Emmerich não perde tempo com prólogos introdutórios: a
primeira seqüência de 2012 já é repleta de tensão e sentimento de
urgência, pois nela é feita a grande revelação de que a Terra tem muito menos
tempo de estabilidade do que era esperado, e que a destruição em massa está
próxima. No momento seguinte já estamos em Washington e os núcleos narrativos
principais – sim, há muitas narrativas paralelas, para que o sentido de
catástrofe ampla possa ser propriamente sentido – são logo apresentados, para serem
conectados no momento seguinte. A funcionalidade narrativa, portanto, é o que
marca a primeira parte do filme, na qual somos jogados de um canto a outro e
apresentados a informações demais para podermos sequer nos apegarmos aos
personagens e desfrutar das cenas.

Dados apresentados
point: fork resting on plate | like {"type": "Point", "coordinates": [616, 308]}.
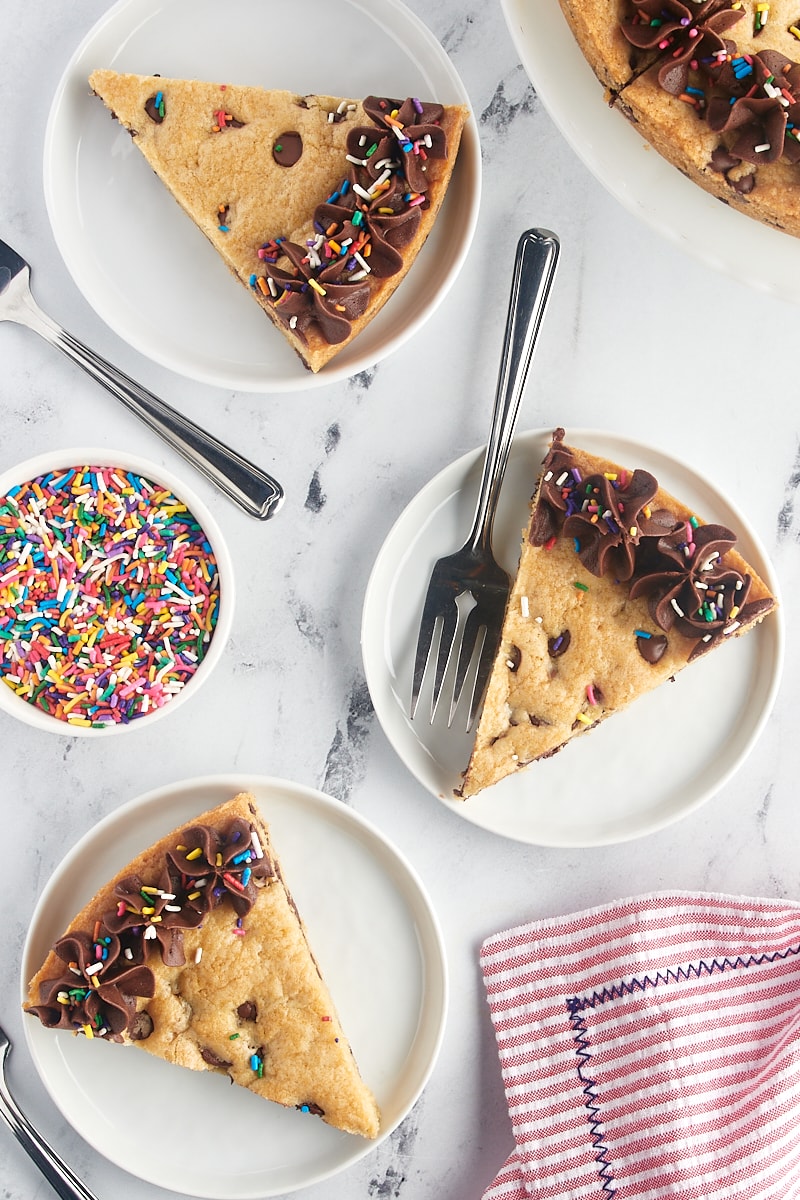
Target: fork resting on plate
{"type": "Point", "coordinates": [467, 595]}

Tarefas
A. Segundo o texto sobre o filme 2012, em que cidade se passa a ação logo depois da primeira sequência?
B. Traduza para o inglês a seguinte frase do texto sobre o filme 2012: "A funcionalidade narrativa, portanto, é o que marca a primeira parte do filme, na qual somos jogados de um canto a outro e apresentados a informações demais para podermos sequer nos apegarmos aos personagens e desfrutar das cenas."
C. Retome o texto sobre o filme 2012 a partir do ponto em que ele termina.

Respostas dadas
A. Em Washington.

B. Narrative functionality, therefore, is what marks the first part of the film, in which we are thrown from one corner to another and presented with too much information to even become attached to the characters and enjoy the scenes.

C.
Estabelecido o não-tão-simples arcabouço lógico que nos
permitirá aquiescer com a proporção mirabolante da destruição que
anunciadamente iremos presenciar, Emmerich se permite fixar a atenção mais
detidamente em cada núcleo de personagens, e investir em algum combustível para
alimentar nossa identificação e permitir que a ameaça de suas mortes tenha de
fato algum efeito dramático. Neste ponto, os dois protagonistas emergem como
tal: o escritor Jackson Curtis, interpretado por John Cusack, e o cientista do
governo Adrian Helmsley. Num palco propício para heroísmos e reafirmação de
valores essenciais, é interessante perceber o perfil destes personagens e o
desenrolar de seus dramas pessoais no decorrer do filme, até o desfecho.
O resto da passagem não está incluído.